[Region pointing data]
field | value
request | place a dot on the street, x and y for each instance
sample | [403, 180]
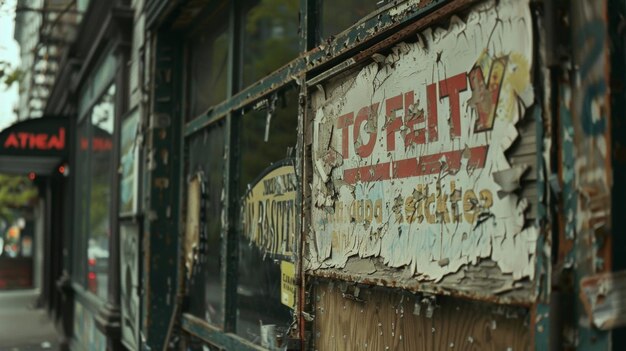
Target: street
[22, 326]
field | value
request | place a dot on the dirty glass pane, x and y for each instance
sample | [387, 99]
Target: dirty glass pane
[259, 285]
[208, 58]
[196, 344]
[339, 15]
[82, 198]
[270, 36]
[206, 157]
[102, 166]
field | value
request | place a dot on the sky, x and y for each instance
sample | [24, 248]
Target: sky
[9, 52]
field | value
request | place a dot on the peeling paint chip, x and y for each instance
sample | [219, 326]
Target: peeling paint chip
[604, 298]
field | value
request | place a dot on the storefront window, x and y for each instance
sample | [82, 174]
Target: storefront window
[270, 37]
[206, 164]
[208, 62]
[267, 136]
[100, 146]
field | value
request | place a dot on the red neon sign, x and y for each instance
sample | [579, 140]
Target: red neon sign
[37, 141]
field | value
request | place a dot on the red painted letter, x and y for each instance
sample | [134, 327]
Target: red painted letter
[343, 122]
[369, 114]
[392, 122]
[450, 88]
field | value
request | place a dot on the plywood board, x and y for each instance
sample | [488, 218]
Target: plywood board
[386, 320]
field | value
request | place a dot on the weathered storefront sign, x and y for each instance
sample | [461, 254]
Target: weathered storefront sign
[269, 211]
[409, 152]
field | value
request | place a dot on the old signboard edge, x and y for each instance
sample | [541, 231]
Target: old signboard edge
[501, 296]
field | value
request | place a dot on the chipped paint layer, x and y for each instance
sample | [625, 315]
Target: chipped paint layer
[409, 152]
[604, 299]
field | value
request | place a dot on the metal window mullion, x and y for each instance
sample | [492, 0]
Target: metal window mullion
[230, 244]
[308, 24]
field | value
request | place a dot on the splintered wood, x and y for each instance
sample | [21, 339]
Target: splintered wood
[377, 319]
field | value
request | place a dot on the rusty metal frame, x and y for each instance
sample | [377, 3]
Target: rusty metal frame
[374, 33]
[352, 47]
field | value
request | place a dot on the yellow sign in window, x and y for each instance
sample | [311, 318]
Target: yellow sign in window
[288, 284]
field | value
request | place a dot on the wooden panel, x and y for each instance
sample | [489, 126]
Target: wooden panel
[390, 320]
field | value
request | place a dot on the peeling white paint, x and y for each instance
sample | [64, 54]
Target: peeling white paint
[429, 193]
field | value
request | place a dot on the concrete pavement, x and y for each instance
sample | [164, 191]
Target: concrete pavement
[22, 326]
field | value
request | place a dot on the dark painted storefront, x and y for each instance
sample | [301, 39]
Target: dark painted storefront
[353, 175]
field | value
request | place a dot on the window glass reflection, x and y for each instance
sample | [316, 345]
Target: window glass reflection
[208, 62]
[100, 145]
[206, 157]
[259, 282]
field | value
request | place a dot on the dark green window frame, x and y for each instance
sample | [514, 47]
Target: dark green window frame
[346, 50]
[93, 89]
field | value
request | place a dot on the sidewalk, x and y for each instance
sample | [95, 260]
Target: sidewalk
[22, 327]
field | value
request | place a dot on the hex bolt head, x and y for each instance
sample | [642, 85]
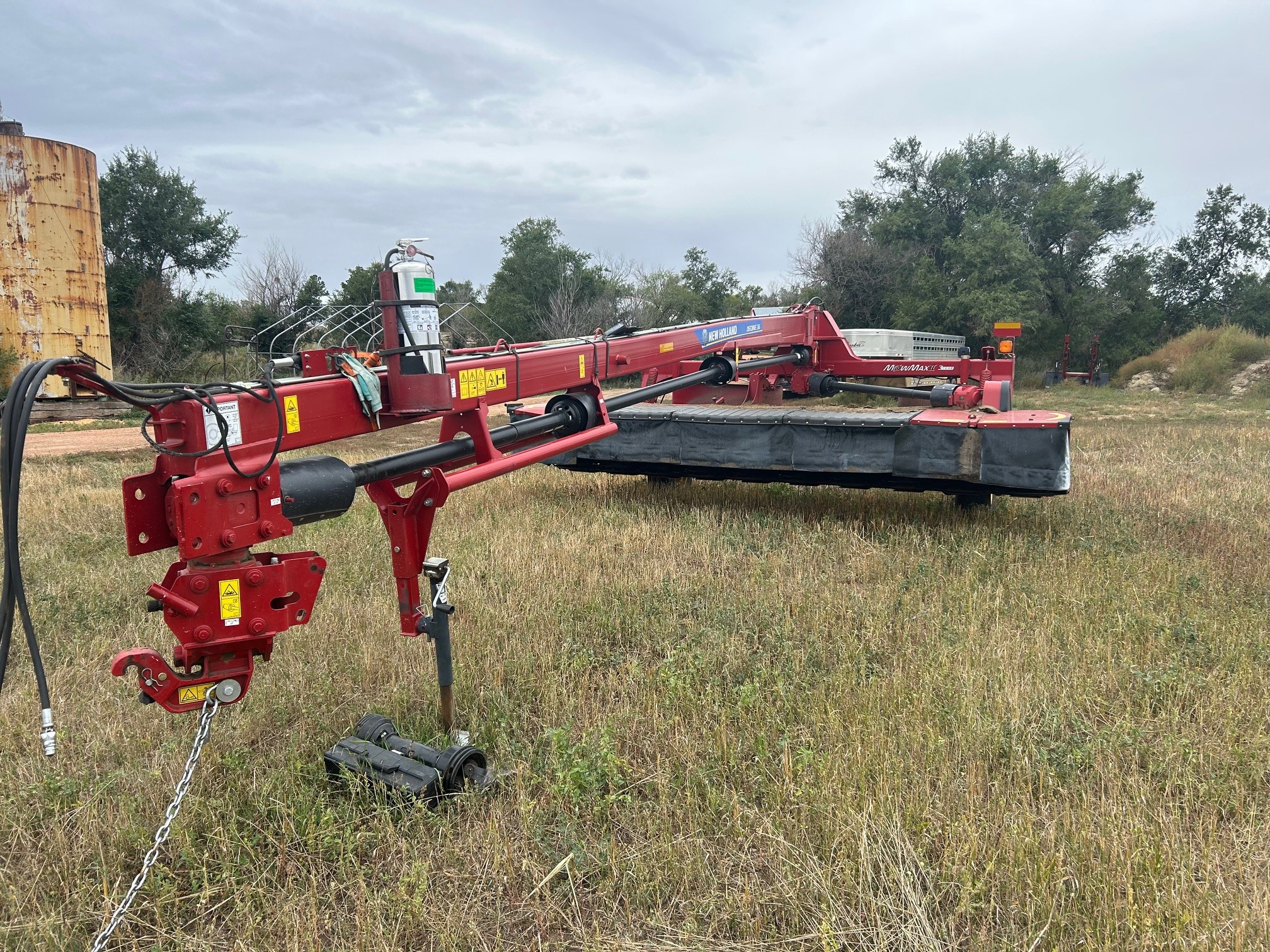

Your goal:
Each record should be given again exactly, with no picture carried over.

Solution below:
field | value
request | place a dot on the street, x and y for each instance
sample | [403, 180]
Target: street
[22, 326]
field | value
request | place a dot on the dirty glass pane, x and y for each instance
sample | [387, 99]
Target: dirty glass pane
[259, 285]
[208, 58]
[196, 344]
[339, 15]
[82, 198]
[270, 36]
[206, 157]
[102, 166]
field | value
request | place a dot on the sky, x and y for each instance
sample | [24, 248]
Target: sky
[9, 52]
field | value
request | place a dot on the peeling paint chip, x and y for each instance
sample | [219, 326]
Target: peeling paint chip
[604, 298]
field | value
request | place a dot on the storefront window, x and y for each instance
sample | [82, 174]
Target: storefront window
[270, 37]
[206, 164]
[208, 62]
[267, 136]
[100, 146]
field | value
request | place a dot on the red neon sign, x and y for each instance
sample | [579, 140]
Target: red neon sign
[37, 141]
field | value
request | place a dot on the red painted letter, x and y for each instance
sample | [134, 327]
Target: red painted letter
[343, 122]
[369, 114]
[392, 122]
[450, 88]
field | value
request | place a dot on the plywood board, x and y for each instance
sample | [488, 218]
Target: plywood board
[386, 320]
field | value
request | place a dot on the weathered storefront sign, x and y for each instance
sample | [461, 254]
Target: weathered storefront sign
[269, 211]
[409, 152]
field | value
request | place a dot on the old signboard edge, x and y for each instance
sample | [541, 231]
Target: old signboard edge
[501, 296]
field | value
request | place a dot on the chipped paint layer, x and y for each instance
sample | [625, 315]
Target: chipped paint layer
[409, 152]
[604, 299]
field | value
request | place a dot on the metal window mullion, x and y for each instance
sample | [492, 0]
Target: metal window mullion
[230, 244]
[308, 24]
field | value
request | place a dot on the splintered wood, x and y for each instance
sample | [21, 339]
Target: splintered wood
[377, 319]
field | value
request | place a dot on the rusty metal frame, x and y for each instance
sample | [377, 3]
Target: rusty metal frame
[374, 33]
[352, 47]
field | value
request | place a dot on the yellow sign in window, x and y for each instance
sample | [311, 318]
Target: yellow sign in window
[288, 284]
field | value
request | place a dot on the wooden panel, x and y for each instance
sample | [489, 126]
Target: wooden panel
[390, 320]
field | value
request | place a dot on the peeling white paint, x and y for each instance
sample | [64, 54]
Target: peeling white paint
[429, 193]
field | value
request | place a dot on the concrete pavement, x and y for each instance
sample | [164, 191]
Target: concrete pavement
[22, 326]
field | value
request | place a dot on the dark painted storefront, x and y for each instance
sample | [301, 39]
Target: dark painted storefront
[353, 175]
field | value
request | place a dot on the window glass reflection, x and y for each instance
sample | [316, 345]
Target: window glass reflection
[208, 62]
[100, 145]
[206, 157]
[259, 282]
field | value
request | place a dot on the dark green window frame, x and y for each instance
sample | [514, 47]
Target: dark green window frame
[346, 50]
[93, 89]
field | value
request | place a dot on the sidewalk, x and y for each instance
sample | [95, 260]
Target: sidewalk
[22, 327]
field | value
request | place a dot on the hex bolt head, x and y for each instance
sample | [642, 85]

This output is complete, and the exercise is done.